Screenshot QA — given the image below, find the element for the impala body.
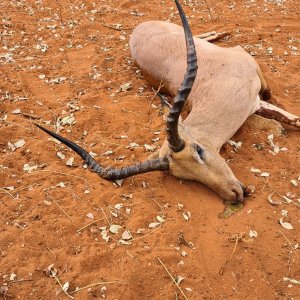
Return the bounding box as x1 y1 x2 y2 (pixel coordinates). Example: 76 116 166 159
129 21 299 201
36 0 300 202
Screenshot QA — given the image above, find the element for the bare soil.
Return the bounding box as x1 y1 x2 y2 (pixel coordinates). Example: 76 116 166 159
0 0 300 299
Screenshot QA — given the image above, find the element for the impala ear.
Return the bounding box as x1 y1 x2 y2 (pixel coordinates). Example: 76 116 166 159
157 93 172 121
157 93 182 124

::::::::::

__Goal__. Render the data above as a JSON list of strings, one string for each line, with blank lines left out. Do not include the pictures.

__Expected answer__.
[
  "Screenshot QA — given the image below, find the element for the impala body.",
  "Return the bounding box as x1 y1 x2 y2 (pixel coordinates). Example: 76 116 166 159",
  "129 21 299 201",
  "36 0 300 202",
  "Screenshot QA — given the image above, find the element for the bare soil.",
  "Return the bounding box as x1 y1 x2 y2 (pixel coordinates). Example: 76 116 166 159",
  "0 0 300 299",
  "Screenshot QA — given the image above, find the element for the impala ear.",
  "Return the bounding box as x1 y1 x2 y2 (pixel coordinates). Example: 76 116 166 159",
  "157 93 172 121",
  "157 93 182 124"
]